• **Requirement**
Please print every line of the entries below without any change, leaving out the pictures.

## BEGIN Data supplied

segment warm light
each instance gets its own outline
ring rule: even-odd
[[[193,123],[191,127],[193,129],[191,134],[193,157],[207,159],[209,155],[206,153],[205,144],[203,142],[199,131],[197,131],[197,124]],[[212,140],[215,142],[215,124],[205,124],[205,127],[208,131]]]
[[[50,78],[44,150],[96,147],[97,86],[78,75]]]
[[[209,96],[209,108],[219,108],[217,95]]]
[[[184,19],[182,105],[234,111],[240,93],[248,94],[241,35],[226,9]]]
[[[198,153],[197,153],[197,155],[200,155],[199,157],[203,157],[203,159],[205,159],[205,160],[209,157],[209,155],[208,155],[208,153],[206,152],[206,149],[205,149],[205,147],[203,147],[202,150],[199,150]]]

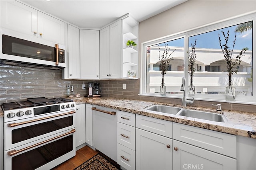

## END Data supplied

• **Solved problem**
segment warm light
each instance gets its own outline
ring rule: even-odd
[[[193,123],[191,127],[193,129],[191,134],[193,157],[207,159],[209,155],[206,153],[205,144],[203,142],[199,131],[197,131],[197,124]],[[212,140],[215,142],[215,124],[205,124],[205,127],[208,131]]]
[[[50,78],[44,150],[96,147],[97,86],[78,75]]]
[[[209,96],[209,108],[219,108],[217,95]]]
[[[184,19],[182,105],[234,111],[240,93],[248,94],[241,35],[226,9]]]
[[[198,153],[197,153],[197,155],[200,155],[199,157],[203,157],[203,159],[205,159],[205,160],[209,157],[209,155],[208,155],[208,153],[206,152],[206,149],[205,149],[205,147],[203,147],[202,150],[199,150]]]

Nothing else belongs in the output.